## The data
........

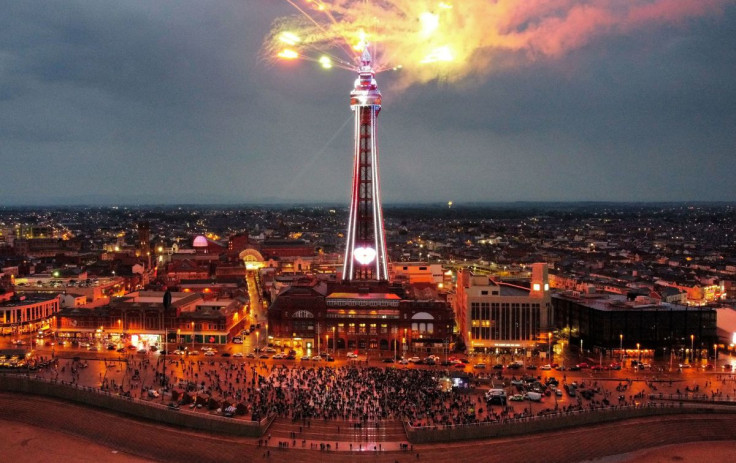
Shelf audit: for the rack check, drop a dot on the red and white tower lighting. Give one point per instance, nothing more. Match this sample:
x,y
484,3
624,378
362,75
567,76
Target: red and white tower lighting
x,y
365,250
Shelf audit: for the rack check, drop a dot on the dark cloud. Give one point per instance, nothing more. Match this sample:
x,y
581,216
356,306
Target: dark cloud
x,y
172,100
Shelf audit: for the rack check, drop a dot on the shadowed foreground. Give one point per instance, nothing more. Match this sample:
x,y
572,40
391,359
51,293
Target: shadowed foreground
x,y
37,429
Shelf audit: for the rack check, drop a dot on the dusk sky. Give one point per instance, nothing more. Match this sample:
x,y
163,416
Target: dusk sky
x,y
162,102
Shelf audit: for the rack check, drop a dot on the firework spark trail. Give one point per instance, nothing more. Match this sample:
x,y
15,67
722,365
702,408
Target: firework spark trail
x,y
450,40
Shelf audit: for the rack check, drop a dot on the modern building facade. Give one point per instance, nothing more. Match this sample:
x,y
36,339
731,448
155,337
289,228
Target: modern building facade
x,y
613,322
494,315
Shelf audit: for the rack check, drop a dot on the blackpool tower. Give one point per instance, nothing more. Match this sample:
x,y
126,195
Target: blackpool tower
x,y
365,250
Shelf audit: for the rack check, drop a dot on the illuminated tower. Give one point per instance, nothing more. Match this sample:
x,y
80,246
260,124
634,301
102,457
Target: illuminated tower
x,y
365,250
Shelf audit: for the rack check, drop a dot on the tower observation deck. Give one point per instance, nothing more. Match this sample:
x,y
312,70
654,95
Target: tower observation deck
x,y
365,250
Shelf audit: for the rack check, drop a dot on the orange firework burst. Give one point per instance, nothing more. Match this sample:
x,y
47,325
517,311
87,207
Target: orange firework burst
x,y
452,40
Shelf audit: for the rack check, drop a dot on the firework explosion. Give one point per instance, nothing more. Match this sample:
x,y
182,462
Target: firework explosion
x,y
432,39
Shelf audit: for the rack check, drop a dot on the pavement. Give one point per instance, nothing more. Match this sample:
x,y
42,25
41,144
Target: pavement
x,y
144,441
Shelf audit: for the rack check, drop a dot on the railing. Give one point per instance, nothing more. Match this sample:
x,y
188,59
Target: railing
x,y
692,397
551,421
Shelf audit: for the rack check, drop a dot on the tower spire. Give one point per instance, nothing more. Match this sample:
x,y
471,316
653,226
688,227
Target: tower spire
x,y
365,249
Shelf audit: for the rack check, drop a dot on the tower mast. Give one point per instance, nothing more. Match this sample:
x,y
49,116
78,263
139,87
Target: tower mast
x,y
365,250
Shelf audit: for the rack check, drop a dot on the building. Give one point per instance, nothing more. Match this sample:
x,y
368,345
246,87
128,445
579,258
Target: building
x,y
611,322
315,314
143,319
28,312
417,272
493,315
365,250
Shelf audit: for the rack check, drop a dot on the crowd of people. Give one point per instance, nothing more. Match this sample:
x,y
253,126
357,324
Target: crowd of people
x,y
354,392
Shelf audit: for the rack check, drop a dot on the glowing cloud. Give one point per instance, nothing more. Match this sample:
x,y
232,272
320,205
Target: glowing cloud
x,y
453,40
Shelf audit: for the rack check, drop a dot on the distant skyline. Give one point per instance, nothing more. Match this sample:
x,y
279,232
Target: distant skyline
x,y
171,102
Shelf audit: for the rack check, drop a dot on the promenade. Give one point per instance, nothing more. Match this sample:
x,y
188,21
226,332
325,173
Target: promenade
x,y
151,442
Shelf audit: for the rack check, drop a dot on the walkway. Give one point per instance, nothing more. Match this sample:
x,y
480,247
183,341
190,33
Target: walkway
x,y
339,435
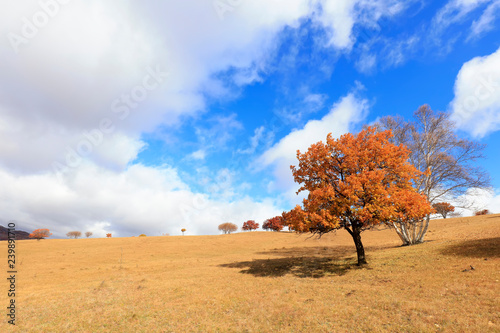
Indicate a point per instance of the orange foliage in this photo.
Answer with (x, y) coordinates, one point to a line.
(354, 183)
(40, 234)
(443, 208)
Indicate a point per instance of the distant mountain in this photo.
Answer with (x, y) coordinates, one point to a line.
(19, 234)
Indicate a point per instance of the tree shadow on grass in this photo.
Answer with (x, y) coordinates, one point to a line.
(477, 248)
(304, 262)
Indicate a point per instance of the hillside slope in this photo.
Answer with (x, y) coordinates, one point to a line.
(264, 282)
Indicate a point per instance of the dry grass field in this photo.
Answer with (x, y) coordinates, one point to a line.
(262, 282)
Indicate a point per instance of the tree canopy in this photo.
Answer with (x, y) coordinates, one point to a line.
(354, 183)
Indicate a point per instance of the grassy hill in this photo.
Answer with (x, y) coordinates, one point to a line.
(262, 282)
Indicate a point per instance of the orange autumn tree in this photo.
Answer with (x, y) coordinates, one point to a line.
(355, 182)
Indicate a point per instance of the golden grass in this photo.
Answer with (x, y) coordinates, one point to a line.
(262, 282)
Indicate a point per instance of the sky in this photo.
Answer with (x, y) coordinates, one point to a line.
(130, 117)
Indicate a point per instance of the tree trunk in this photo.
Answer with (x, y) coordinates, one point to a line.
(360, 250)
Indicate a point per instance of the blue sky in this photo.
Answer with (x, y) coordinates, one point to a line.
(147, 118)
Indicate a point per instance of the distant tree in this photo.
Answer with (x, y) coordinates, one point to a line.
(482, 212)
(74, 234)
(354, 183)
(228, 227)
(250, 225)
(443, 208)
(448, 164)
(275, 224)
(40, 234)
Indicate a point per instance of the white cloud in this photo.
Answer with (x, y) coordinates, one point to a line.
(342, 116)
(478, 199)
(476, 106)
(138, 200)
(134, 66)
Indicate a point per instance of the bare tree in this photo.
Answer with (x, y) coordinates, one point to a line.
(74, 234)
(448, 163)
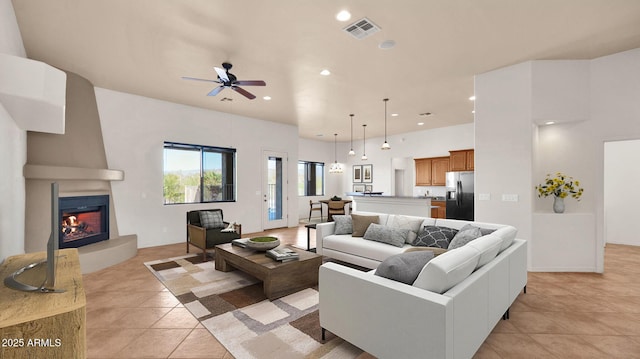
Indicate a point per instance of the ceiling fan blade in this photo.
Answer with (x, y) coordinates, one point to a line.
(251, 83)
(243, 92)
(215, 91)
(222, 74)
(197, 79)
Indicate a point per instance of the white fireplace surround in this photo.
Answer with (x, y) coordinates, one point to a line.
(74, 182)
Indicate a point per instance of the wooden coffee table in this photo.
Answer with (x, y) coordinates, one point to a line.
(278, 278)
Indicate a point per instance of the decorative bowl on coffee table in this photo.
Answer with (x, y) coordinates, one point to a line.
(263, 243)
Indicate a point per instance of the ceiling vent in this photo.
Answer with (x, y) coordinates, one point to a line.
(362, 28)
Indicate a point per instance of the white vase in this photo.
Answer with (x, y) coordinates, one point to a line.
(558, 204)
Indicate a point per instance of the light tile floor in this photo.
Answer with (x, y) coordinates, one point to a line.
(130, 314)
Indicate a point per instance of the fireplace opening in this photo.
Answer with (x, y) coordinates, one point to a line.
(83, 220)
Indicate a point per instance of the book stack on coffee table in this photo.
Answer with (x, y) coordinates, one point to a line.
(282, 254)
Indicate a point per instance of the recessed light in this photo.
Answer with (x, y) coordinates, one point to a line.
(343, 15)
(387, 44)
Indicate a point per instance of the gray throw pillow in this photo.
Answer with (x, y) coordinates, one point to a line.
(211, 219)
(389, 235)
(404, 267)
(464, 236)
(344, 225)
(410, 223)
(435, 236)
(361, 223)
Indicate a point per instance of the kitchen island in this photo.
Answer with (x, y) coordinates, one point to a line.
(410, 206)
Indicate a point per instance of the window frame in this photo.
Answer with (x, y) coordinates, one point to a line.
(226, 173)
(310, 178)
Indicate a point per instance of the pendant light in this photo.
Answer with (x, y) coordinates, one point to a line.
(364, 143)
(385, 145)
(352, 152)
(335, 166)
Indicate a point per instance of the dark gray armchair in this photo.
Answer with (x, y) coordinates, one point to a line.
(200, 236)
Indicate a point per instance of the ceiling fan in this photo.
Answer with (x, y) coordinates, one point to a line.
(229, 80)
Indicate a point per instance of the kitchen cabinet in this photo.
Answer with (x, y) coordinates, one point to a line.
(461, 160)
(440, 211)
(423, 171)
(431, 171)
(439, 169)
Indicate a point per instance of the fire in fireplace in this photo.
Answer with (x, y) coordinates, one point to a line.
(83, 220)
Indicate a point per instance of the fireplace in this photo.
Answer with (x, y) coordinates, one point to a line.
(83, 220)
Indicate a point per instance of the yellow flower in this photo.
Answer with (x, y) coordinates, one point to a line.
(560, 186)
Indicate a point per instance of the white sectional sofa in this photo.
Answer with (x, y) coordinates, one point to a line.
(453, 305)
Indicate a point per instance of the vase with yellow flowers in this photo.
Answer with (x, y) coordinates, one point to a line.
(560, 187)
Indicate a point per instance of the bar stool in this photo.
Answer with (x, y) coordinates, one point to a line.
(312, 207)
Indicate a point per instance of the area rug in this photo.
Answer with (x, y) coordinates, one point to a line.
(233, 307)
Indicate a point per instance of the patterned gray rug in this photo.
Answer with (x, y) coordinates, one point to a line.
(232, 306)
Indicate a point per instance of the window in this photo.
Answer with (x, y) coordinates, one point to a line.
(310, 178)
(198, 174)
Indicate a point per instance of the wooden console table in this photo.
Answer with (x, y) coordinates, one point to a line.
(44, 325)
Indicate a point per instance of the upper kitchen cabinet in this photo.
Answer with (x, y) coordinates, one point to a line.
(461, 160)
(439, 169)
(431, 171)
(423, 171)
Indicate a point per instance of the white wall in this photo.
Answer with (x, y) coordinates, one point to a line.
(504, 146)
(427, 143)
(621, 191)
(607, 86)
(318, 151)
(13, 150)
(134, 129)
(404, 148)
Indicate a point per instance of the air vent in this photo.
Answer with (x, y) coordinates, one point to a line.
(362, 28)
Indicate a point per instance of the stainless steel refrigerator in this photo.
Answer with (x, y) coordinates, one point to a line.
(460, 195)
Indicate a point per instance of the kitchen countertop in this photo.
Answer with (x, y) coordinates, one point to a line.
(360, 194)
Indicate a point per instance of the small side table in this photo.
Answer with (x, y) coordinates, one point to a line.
(309, 226)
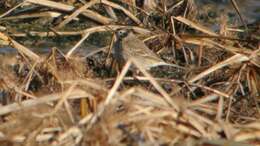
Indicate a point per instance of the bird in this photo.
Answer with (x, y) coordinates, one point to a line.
(127, 45)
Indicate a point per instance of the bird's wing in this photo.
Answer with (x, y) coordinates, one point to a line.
(134, 47)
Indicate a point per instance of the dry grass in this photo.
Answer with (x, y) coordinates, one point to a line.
(68, 98)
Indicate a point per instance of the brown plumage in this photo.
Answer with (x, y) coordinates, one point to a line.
(128, 46)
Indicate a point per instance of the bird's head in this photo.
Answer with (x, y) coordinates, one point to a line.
(122, 33)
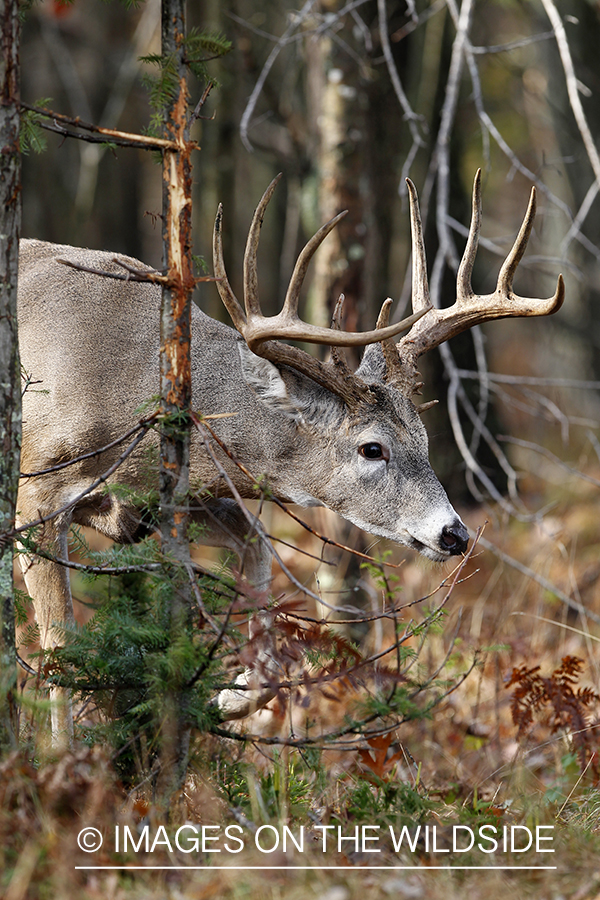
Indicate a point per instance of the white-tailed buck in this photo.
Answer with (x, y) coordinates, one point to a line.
(320, 433)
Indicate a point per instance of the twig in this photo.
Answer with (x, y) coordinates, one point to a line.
(143, 423)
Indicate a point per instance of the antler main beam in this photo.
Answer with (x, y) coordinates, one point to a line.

........

Looking at the entries, state how many lines hold the string "cabinet", with the number as the sole reply.

2